Later this year, I’m taking my three children to Israel for a week. It’s a special trip following my son’s bar mitzvah and my daughter’s bat mitzvah to show them my view of Israel and help tie their Jewish identity to the Jewish state.
My husband and stepdaughter aren’t going with us. And I’m totally fine with that and so are they, because in a blended family, you understand these things.
Apparently, the rest of the world doesn’t.
My sister, mother, and aunt all asked with an inquiring edge to their voices, “How can you take just Asher, Eliana and Shaya to Israel and not Dan and Grace?”
I couldn’t simply say, “It’s a blended family thing.” I explained it. I explained how you have this incredible bond between a just-divorced parent and biological children who aren’t with you all the time, so that when you finally do fall in love again, you start to create a new definition of family.
But that ‘we-are-a-unit’ feeling never leaves. And I don’t really want it to.
This and a few other things are important to understand about blended families. We aren’t like the traditional first marriage situations where it wouldn’t be fair to take half the family on a major trip and leave the other half at home.
So, here’s what I want the world to know about blended families.
1. You end up with four different families.
You and your kids, your kids and their other biological parent, the siblings as their own consistent unit, and you, your new spouse, your kids and your stepkids.
Each family unit is valid and special, and there are times when each one will get some special alone-time attention.
2. I love when it's just me and my kids.
When my husband goes out of town, my children orchestrate a complicated schedule of who gets to sleep next to me which night. Even the teenagers.
━━━━━━━━━━━━━━━━
▸ **Task brief**
Quote verbatim the portion of the essay on blended families above that falls between "Later this year, I’m" and "the world doesn’t.", inclusive.

▸ **Provided data**
━━━━━━━━━━━━━━━━
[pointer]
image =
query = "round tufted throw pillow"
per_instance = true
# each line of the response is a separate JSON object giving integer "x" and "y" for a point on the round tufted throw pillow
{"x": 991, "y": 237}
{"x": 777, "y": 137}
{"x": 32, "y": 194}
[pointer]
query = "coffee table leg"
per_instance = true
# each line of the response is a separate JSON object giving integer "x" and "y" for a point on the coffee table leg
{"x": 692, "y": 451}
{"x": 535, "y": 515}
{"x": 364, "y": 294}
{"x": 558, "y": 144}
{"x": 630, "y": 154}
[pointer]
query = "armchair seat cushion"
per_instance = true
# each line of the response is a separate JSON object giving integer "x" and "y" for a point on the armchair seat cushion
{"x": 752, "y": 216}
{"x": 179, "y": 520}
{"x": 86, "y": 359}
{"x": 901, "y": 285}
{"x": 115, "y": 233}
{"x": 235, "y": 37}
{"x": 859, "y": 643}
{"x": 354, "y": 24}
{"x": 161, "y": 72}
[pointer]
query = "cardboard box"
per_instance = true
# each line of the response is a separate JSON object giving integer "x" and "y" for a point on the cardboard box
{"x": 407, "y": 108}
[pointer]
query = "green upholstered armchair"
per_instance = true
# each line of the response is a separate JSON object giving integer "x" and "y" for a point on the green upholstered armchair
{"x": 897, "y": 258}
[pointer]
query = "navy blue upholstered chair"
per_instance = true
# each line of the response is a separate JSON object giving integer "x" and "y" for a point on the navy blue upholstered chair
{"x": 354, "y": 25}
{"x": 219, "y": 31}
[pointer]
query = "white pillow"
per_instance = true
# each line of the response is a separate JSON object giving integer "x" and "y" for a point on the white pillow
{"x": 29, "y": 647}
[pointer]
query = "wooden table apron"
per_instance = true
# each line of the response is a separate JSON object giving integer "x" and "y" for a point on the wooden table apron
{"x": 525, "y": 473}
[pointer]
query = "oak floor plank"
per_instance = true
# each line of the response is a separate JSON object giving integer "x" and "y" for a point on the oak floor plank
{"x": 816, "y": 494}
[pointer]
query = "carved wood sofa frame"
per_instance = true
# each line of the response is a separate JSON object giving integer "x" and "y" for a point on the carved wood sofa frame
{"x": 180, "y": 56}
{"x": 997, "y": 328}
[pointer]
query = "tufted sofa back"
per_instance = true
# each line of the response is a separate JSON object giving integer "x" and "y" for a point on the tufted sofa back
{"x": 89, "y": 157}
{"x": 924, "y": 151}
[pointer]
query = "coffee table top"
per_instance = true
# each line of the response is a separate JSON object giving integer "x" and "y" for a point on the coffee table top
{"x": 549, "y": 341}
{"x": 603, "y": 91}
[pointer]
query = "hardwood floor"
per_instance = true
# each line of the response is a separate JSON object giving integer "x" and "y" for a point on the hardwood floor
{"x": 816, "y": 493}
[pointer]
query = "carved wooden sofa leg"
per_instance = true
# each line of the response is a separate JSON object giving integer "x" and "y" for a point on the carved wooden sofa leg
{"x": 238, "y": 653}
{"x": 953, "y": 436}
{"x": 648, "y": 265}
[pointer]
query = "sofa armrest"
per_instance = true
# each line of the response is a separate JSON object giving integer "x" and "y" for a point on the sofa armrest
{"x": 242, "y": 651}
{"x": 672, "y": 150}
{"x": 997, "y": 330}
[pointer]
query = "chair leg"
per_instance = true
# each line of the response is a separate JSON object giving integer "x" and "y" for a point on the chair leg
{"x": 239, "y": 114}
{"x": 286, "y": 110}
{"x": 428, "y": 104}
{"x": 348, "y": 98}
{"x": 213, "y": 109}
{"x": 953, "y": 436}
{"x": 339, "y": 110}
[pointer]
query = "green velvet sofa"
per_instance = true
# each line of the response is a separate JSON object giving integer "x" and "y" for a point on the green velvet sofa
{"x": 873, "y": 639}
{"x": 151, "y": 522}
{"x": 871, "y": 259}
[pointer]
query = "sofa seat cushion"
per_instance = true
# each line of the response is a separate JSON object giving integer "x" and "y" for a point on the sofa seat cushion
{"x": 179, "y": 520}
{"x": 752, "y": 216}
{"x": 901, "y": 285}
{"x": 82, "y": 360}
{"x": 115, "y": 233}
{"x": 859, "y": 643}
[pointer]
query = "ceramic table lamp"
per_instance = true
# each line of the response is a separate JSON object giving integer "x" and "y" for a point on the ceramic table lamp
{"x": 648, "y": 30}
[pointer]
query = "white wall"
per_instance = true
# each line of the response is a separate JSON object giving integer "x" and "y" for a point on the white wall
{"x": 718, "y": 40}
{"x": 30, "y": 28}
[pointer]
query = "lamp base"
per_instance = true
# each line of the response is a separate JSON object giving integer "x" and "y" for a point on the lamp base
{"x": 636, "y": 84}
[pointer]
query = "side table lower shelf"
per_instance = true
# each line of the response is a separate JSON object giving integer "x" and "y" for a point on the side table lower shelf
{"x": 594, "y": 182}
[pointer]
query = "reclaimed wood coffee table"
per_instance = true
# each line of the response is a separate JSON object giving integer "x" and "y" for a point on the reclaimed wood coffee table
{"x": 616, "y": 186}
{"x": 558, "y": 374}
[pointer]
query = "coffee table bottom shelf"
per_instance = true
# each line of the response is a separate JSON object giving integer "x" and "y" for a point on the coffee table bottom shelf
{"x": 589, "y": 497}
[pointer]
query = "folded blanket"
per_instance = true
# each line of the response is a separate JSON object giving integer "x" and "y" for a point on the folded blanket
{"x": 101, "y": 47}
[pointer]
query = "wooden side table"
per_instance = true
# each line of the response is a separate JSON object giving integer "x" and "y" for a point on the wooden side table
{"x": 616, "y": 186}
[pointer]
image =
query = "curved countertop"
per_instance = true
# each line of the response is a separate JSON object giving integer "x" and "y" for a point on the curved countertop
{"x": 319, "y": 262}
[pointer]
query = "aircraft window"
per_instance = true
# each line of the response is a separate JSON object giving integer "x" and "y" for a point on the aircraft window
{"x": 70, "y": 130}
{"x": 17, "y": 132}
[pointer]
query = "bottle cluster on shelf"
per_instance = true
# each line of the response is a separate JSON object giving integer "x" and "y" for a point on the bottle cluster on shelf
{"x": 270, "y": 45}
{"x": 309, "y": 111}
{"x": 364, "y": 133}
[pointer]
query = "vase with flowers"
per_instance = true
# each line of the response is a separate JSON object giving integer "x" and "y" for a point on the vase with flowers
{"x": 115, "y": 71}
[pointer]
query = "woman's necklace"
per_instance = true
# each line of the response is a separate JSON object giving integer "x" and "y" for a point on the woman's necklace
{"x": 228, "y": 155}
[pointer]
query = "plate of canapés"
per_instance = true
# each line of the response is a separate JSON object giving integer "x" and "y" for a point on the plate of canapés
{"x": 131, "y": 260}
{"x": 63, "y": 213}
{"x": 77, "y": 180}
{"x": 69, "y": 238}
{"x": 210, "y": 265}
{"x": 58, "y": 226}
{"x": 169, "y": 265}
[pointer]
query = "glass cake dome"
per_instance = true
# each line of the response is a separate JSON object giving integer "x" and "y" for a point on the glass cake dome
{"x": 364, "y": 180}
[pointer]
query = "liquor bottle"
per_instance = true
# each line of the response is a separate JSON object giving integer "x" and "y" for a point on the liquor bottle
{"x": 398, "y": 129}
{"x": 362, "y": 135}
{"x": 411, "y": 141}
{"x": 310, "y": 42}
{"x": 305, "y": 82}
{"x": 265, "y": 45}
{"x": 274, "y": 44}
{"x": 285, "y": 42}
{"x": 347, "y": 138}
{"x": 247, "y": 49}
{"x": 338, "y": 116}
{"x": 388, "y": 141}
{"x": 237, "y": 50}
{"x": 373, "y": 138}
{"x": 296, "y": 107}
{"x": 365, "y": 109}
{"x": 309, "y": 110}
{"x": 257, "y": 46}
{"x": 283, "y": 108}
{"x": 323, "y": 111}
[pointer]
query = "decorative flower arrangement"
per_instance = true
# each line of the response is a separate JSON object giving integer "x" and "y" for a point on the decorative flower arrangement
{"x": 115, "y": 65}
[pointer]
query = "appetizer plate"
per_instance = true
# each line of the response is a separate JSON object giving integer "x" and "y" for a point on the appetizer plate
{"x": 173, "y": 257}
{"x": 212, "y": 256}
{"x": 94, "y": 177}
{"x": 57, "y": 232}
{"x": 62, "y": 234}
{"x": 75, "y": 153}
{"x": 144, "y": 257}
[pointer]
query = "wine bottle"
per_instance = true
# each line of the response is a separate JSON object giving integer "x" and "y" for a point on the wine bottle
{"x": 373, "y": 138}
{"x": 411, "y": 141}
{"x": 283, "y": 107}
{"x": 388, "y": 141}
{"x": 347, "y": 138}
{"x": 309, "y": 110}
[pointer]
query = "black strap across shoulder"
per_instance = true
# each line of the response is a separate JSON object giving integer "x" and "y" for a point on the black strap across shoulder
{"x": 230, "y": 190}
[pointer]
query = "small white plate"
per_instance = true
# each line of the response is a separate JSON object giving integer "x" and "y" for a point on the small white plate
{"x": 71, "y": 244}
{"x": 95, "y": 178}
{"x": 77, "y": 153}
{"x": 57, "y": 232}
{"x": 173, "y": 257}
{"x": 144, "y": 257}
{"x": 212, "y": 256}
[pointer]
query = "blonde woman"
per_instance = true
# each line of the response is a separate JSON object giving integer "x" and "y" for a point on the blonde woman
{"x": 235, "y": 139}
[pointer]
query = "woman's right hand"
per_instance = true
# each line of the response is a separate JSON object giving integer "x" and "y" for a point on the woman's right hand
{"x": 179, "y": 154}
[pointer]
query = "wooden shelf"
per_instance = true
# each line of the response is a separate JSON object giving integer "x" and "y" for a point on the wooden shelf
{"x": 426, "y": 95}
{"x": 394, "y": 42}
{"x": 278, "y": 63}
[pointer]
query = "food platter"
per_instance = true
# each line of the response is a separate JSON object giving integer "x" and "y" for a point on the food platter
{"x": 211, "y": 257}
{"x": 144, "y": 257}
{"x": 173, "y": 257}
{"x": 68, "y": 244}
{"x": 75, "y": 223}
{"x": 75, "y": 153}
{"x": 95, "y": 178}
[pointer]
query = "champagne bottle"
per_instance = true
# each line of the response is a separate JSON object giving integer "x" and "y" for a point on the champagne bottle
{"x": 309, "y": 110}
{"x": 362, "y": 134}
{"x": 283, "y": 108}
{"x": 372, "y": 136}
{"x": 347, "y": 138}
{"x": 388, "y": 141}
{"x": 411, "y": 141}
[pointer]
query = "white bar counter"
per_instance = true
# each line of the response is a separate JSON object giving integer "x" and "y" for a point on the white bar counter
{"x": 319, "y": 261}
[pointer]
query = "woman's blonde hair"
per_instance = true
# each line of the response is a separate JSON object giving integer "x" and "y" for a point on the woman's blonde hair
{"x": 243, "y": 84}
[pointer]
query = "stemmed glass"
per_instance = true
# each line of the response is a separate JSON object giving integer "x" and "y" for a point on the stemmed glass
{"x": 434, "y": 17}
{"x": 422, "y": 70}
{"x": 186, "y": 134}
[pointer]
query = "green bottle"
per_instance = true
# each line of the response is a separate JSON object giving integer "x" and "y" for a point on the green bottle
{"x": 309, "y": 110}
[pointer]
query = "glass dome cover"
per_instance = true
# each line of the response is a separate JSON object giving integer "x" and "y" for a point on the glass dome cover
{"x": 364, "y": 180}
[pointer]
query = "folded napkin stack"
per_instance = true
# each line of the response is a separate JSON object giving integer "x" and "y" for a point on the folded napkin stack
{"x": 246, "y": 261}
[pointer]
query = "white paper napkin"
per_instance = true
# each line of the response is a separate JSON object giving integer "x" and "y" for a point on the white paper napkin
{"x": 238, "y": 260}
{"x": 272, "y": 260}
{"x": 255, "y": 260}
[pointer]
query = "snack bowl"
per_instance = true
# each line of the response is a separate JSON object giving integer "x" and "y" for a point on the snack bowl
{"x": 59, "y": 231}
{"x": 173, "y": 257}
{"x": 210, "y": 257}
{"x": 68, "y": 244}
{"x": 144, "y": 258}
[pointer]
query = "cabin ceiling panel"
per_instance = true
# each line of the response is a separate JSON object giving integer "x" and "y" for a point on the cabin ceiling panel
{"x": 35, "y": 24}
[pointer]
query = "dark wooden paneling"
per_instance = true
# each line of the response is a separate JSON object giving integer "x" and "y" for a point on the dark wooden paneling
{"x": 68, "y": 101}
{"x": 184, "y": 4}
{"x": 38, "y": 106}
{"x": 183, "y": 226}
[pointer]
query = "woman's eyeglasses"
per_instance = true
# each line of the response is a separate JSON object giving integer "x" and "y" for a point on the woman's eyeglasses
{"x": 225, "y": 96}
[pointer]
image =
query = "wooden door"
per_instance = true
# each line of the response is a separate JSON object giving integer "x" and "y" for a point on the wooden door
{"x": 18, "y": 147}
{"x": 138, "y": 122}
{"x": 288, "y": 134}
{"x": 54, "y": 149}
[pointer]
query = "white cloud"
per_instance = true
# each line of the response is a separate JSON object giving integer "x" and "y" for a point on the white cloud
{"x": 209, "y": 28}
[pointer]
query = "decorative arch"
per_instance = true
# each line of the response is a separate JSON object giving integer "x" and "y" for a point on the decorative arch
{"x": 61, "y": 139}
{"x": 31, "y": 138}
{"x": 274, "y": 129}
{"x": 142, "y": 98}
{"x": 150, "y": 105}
━━━━━━━━━━━━━━━━
▸ **Exercise output**
Later this year, I’m taking my three children to Israel for a week. It’s a special trip following my son’s bar mitzvah and my daughter’s bat mitzvah to show them my view of Israel and help tie their Jewish identity to the Jewish state.
My husband and stepdaughter aren’t going with us. And I’m totally fine with that and so are they, because in a blended family, you understand these things.
Apparently, the rest of the world doesn’t.